Your goal — Gather every line in the records below that contains the word "woman" and copy each one in full.

## Begin

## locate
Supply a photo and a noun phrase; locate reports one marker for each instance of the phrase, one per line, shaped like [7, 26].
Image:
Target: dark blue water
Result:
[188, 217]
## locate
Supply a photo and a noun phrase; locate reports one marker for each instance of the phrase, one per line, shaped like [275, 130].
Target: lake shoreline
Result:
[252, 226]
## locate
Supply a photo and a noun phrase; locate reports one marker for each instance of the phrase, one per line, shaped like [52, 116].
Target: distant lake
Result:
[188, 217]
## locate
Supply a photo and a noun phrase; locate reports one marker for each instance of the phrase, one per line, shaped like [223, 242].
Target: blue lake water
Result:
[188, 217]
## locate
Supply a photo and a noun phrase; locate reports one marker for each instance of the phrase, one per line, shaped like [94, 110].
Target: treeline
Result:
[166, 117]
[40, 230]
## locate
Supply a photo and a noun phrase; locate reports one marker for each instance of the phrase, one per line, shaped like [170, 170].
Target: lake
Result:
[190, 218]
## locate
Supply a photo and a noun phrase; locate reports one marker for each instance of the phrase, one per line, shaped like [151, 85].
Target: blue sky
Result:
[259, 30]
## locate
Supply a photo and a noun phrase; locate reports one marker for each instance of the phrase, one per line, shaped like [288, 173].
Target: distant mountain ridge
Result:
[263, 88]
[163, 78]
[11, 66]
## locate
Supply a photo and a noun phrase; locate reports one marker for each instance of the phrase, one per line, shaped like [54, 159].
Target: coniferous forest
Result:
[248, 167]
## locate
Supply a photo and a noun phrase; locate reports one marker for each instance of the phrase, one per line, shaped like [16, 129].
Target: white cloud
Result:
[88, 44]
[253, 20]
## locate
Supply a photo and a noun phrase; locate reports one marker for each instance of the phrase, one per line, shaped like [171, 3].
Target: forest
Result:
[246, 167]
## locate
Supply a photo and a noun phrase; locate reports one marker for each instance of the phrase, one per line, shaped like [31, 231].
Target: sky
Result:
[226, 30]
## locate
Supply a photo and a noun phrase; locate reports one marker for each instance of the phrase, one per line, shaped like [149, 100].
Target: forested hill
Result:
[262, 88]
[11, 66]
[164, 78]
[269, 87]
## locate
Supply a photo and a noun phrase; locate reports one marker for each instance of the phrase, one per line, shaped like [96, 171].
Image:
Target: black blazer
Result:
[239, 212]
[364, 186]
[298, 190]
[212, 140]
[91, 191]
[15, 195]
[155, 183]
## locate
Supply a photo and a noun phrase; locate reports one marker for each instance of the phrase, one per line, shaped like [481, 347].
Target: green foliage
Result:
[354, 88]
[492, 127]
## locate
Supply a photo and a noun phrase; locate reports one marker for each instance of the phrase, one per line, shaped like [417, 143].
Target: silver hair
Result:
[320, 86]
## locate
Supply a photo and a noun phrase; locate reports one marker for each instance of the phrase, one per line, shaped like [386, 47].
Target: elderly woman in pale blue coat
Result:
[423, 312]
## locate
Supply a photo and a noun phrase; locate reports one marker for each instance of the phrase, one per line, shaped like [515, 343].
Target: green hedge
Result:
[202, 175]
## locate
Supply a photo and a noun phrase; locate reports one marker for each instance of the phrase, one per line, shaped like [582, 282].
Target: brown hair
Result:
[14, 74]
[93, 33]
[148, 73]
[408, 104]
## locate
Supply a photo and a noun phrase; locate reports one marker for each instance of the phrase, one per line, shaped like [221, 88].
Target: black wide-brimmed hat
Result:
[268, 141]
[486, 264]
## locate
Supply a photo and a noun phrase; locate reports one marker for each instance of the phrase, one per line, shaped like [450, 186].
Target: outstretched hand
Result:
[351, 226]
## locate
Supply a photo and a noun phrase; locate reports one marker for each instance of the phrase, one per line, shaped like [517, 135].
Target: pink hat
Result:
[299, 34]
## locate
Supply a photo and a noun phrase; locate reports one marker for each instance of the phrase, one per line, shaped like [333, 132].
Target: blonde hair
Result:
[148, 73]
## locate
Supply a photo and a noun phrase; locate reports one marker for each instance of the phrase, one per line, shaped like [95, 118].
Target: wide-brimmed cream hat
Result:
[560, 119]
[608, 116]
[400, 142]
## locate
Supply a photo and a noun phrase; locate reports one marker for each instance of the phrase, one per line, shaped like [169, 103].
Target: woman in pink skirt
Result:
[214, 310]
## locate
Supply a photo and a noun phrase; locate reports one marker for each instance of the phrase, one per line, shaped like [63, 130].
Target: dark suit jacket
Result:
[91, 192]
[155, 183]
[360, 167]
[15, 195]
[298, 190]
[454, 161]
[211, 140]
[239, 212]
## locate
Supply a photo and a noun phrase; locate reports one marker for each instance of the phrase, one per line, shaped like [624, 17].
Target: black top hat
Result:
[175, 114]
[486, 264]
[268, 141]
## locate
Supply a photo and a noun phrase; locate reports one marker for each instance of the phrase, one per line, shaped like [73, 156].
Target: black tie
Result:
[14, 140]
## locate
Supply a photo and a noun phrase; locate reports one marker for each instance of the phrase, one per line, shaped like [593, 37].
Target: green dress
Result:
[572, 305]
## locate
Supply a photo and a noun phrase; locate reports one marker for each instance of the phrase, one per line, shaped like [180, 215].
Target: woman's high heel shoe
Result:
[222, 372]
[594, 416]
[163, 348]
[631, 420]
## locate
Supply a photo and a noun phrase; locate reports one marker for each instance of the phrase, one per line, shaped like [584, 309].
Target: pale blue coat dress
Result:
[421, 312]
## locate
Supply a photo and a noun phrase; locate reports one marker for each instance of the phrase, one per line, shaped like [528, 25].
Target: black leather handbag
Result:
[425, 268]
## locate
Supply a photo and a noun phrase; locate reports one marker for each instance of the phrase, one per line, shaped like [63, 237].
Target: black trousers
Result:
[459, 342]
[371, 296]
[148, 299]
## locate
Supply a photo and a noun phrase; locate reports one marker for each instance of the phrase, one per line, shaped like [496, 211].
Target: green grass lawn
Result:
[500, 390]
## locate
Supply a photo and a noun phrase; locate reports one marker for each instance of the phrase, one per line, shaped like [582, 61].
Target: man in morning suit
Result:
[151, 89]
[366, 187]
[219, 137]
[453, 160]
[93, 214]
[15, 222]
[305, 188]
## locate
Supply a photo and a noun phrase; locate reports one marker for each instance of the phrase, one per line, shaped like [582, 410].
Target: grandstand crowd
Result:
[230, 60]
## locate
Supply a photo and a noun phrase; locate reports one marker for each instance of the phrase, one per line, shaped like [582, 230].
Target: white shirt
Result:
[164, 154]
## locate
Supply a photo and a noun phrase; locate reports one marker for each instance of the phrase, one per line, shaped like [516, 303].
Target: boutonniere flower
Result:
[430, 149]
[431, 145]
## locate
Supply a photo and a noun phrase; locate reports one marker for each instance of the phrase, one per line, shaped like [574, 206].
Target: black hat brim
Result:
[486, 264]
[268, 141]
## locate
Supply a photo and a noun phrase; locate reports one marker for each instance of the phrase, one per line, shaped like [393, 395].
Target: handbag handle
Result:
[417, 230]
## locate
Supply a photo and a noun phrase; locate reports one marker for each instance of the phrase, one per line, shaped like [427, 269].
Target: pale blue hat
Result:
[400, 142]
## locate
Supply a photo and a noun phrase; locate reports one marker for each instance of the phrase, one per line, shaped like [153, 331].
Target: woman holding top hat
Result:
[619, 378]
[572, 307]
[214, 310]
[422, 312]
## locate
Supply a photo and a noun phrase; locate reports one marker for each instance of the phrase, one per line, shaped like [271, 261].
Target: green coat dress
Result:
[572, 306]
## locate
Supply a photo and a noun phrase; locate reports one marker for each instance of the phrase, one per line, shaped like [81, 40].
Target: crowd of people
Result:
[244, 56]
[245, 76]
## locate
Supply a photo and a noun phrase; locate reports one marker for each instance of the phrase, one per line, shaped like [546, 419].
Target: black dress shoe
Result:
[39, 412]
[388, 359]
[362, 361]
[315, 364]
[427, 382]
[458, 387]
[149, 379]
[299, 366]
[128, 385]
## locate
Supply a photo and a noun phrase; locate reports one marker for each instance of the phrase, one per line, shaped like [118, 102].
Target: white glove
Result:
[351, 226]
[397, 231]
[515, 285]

## End

Written response —
Target: elderly woman in pale blue coat
Target: woman in pink skirt
Target: woman's high heel shoe
Target: woman holding top hat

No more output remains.